## Exercise
Only a number is wanted here: the number of lines of the data that include "traced".

+ + + +

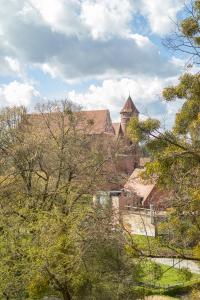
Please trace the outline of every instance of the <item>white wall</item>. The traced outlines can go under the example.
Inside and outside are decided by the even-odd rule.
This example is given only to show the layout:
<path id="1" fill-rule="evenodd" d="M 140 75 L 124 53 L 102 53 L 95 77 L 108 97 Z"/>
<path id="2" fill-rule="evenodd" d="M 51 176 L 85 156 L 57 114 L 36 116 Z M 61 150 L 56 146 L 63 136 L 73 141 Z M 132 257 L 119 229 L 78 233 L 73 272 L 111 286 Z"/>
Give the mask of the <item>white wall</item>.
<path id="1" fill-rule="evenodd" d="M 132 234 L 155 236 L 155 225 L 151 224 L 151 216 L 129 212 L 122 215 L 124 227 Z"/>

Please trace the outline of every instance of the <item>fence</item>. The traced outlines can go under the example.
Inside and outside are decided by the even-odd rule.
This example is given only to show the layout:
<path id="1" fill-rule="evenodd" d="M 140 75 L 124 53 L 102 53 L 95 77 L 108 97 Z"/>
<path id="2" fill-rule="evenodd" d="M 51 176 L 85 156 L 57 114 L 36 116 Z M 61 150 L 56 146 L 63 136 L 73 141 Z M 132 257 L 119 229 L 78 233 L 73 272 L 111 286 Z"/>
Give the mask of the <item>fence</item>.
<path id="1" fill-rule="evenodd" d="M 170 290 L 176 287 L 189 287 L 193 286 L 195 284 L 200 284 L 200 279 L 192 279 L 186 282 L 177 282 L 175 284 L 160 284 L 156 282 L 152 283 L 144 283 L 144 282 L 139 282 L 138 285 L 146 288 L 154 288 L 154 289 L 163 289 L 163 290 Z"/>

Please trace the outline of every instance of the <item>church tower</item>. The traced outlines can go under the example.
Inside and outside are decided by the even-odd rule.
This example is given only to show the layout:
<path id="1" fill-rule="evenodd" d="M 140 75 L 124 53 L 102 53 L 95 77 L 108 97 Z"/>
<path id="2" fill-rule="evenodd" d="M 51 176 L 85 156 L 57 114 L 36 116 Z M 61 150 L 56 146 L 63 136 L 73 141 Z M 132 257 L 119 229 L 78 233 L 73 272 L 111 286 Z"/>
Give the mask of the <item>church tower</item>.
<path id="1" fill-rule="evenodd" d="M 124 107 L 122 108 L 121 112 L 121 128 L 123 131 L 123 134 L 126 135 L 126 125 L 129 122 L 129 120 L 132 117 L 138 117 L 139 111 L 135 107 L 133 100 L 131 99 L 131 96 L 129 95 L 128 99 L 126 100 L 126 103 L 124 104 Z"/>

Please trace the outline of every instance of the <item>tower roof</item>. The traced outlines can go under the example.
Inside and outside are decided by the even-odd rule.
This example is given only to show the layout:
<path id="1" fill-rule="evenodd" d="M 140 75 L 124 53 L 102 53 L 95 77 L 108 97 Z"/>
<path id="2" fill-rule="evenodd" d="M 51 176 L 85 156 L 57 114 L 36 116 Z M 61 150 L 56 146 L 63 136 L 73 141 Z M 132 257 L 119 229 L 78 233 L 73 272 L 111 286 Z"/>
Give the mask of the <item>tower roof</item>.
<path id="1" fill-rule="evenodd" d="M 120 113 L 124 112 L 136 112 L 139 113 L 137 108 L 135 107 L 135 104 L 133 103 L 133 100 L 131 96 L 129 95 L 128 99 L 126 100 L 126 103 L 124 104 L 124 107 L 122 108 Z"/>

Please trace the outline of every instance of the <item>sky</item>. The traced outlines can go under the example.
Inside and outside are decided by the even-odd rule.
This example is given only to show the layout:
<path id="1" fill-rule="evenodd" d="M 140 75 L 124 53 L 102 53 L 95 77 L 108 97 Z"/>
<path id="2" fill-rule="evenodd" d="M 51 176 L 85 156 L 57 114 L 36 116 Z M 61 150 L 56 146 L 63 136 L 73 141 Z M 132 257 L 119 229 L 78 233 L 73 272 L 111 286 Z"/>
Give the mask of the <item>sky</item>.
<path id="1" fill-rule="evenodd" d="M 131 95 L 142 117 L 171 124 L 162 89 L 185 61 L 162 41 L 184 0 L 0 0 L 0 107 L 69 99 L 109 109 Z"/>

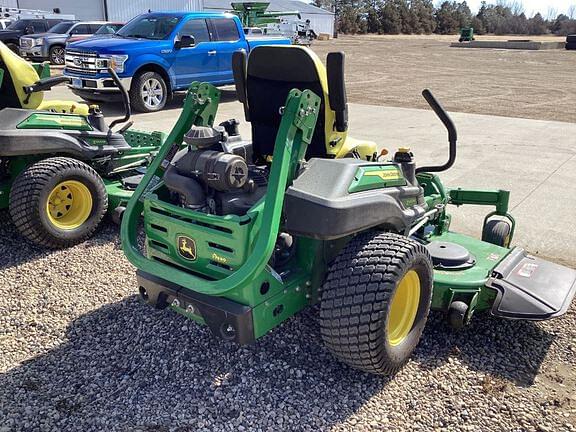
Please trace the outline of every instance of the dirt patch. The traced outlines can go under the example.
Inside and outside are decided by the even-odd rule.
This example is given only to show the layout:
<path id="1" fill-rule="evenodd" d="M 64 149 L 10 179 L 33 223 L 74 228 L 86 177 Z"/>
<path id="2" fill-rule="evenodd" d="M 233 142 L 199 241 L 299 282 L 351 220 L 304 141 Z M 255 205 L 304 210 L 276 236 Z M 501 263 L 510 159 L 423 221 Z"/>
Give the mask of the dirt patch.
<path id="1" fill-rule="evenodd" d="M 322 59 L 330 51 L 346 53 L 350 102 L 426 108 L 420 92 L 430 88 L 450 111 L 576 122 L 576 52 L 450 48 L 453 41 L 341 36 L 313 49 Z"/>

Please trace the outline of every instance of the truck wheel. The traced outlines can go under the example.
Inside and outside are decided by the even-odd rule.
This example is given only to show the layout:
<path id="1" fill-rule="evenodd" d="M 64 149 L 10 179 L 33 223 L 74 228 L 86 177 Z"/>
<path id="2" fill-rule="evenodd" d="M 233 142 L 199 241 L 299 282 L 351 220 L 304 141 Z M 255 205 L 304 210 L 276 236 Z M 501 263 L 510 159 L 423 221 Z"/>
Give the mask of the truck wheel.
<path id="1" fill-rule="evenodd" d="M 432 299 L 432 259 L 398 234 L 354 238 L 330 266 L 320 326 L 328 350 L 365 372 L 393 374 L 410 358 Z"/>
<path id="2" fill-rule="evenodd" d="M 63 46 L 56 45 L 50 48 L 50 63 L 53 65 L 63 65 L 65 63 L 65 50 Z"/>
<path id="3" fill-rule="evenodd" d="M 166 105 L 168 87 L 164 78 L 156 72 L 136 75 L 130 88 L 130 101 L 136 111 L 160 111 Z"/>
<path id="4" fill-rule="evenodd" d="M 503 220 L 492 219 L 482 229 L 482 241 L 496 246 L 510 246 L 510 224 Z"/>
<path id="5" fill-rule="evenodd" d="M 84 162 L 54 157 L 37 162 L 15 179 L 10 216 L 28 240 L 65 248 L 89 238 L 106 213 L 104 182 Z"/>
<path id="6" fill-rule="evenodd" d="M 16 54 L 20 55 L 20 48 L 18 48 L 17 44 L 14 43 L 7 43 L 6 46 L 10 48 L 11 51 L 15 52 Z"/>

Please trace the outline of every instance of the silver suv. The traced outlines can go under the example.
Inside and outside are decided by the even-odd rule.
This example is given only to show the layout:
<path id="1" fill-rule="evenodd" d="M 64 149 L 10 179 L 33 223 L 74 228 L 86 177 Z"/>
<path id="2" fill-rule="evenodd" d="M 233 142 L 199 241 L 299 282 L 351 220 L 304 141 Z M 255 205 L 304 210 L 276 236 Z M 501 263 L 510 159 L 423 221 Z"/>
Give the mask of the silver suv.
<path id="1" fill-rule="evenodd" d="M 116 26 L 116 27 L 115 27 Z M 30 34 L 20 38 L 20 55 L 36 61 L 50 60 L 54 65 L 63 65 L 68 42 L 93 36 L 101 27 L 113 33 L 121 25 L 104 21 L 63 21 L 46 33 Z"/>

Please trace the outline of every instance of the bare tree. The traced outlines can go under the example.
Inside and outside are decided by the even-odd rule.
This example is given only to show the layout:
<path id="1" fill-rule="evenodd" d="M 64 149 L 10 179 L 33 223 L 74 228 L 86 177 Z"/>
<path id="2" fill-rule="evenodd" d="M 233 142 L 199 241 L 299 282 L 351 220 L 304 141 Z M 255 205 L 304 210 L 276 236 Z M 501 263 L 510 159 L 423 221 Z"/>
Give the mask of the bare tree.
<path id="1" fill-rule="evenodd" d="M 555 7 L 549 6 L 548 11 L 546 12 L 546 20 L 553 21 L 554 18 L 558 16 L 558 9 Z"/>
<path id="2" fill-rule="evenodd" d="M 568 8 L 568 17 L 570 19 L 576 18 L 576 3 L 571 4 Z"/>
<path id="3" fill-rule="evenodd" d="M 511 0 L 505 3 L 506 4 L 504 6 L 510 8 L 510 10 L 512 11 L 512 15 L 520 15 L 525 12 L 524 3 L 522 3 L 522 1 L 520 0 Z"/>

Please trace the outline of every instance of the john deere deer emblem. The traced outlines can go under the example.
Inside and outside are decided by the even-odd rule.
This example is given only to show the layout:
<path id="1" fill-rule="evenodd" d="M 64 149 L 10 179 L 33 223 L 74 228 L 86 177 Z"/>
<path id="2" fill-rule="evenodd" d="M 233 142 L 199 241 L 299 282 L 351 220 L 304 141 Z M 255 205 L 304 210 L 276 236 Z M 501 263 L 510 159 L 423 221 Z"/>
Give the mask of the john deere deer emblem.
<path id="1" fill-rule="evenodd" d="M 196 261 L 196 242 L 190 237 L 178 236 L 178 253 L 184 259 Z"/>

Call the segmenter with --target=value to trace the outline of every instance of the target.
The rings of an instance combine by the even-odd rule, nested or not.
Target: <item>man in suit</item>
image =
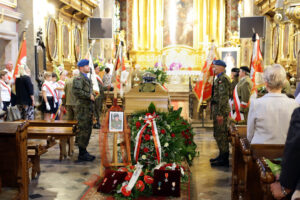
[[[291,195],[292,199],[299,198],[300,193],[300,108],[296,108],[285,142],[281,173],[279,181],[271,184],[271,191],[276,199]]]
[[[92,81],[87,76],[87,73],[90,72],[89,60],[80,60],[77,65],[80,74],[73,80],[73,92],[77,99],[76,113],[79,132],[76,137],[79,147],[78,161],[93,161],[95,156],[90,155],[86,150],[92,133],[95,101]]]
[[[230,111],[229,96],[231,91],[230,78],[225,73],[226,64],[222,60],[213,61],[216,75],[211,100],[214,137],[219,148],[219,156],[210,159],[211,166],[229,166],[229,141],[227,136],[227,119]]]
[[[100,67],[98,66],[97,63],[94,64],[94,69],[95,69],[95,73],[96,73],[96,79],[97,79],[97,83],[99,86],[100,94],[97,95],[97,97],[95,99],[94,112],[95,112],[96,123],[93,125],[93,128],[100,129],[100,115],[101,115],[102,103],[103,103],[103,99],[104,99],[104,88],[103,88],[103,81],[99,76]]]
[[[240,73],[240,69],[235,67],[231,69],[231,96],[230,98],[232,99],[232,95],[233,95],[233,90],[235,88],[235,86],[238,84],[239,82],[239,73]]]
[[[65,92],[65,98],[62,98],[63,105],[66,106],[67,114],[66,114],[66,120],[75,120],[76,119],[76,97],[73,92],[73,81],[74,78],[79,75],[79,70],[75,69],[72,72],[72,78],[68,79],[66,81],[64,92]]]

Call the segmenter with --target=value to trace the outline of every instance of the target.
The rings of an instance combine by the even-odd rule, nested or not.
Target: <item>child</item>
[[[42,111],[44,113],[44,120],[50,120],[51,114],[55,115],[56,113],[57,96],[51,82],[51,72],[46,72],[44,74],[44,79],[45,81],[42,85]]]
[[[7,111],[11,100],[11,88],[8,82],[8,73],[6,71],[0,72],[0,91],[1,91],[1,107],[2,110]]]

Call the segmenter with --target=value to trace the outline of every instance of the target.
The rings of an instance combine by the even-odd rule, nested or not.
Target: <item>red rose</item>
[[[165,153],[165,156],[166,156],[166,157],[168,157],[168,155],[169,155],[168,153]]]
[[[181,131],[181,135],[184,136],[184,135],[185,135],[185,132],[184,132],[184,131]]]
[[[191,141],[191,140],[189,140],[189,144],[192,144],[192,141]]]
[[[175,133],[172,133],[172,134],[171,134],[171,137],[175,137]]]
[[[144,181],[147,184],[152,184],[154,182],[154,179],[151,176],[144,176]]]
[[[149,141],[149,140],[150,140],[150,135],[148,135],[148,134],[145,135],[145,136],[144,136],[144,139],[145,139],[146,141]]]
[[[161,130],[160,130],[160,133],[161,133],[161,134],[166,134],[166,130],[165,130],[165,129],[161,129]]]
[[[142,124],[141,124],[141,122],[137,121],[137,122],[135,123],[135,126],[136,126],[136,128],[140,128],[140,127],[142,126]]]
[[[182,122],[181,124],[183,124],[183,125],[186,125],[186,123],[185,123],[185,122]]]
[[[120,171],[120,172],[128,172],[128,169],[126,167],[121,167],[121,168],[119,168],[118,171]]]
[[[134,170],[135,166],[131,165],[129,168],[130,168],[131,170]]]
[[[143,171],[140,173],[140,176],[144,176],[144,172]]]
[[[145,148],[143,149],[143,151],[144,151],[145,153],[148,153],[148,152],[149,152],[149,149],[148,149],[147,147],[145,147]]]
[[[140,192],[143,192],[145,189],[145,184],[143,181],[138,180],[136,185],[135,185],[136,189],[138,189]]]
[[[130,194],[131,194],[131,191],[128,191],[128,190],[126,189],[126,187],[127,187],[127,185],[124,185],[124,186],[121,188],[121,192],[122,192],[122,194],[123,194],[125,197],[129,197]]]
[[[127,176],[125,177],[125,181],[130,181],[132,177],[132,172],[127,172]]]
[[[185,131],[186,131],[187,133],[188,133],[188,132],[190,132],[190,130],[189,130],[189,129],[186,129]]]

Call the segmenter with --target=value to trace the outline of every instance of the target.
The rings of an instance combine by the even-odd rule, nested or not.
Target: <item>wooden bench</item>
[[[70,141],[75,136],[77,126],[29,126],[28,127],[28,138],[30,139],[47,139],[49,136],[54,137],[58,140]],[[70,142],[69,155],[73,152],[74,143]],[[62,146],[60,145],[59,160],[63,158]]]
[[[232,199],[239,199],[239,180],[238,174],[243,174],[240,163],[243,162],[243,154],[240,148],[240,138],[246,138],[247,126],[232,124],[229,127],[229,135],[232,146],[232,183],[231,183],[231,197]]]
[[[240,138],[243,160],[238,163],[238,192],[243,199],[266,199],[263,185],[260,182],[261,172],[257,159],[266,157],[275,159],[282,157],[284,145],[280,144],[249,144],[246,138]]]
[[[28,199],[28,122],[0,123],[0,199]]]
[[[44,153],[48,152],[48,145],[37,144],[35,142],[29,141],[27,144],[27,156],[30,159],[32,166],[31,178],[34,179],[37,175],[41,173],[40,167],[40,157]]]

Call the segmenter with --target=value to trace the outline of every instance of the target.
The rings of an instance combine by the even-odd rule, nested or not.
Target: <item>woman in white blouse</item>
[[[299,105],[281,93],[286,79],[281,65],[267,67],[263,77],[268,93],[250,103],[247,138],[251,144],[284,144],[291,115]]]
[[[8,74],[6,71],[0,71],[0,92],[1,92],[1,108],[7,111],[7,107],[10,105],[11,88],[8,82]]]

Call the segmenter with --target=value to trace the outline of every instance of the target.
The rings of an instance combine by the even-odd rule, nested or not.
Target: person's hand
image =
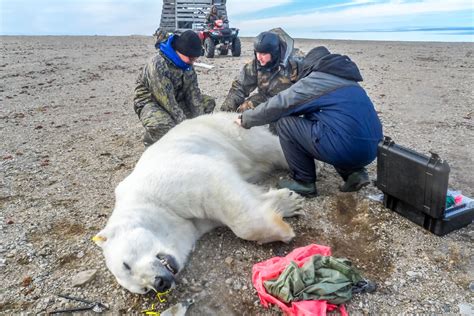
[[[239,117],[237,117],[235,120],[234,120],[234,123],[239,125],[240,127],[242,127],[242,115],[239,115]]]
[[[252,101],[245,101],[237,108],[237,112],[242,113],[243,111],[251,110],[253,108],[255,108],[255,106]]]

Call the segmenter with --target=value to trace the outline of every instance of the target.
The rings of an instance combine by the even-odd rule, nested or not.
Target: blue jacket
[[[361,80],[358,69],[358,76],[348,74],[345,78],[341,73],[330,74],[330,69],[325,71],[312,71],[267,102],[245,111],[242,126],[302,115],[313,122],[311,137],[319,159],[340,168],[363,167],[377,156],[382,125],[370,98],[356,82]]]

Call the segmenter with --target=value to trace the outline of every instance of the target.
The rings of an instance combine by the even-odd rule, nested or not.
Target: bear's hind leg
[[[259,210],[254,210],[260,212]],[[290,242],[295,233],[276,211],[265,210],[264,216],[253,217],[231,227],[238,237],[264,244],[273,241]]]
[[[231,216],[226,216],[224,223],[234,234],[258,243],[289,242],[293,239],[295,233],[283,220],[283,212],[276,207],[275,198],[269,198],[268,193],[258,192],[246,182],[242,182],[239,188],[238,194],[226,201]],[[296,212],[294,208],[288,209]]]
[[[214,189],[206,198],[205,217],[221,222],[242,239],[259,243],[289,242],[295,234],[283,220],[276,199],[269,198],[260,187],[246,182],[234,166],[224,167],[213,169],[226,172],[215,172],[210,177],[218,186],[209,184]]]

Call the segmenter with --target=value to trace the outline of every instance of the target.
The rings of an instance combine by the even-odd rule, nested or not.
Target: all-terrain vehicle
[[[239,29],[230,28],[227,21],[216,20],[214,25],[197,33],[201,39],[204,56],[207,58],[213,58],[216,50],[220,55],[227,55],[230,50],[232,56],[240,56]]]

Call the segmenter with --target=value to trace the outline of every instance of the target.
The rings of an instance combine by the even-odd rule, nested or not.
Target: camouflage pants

+ + + +

## Answer for the task
10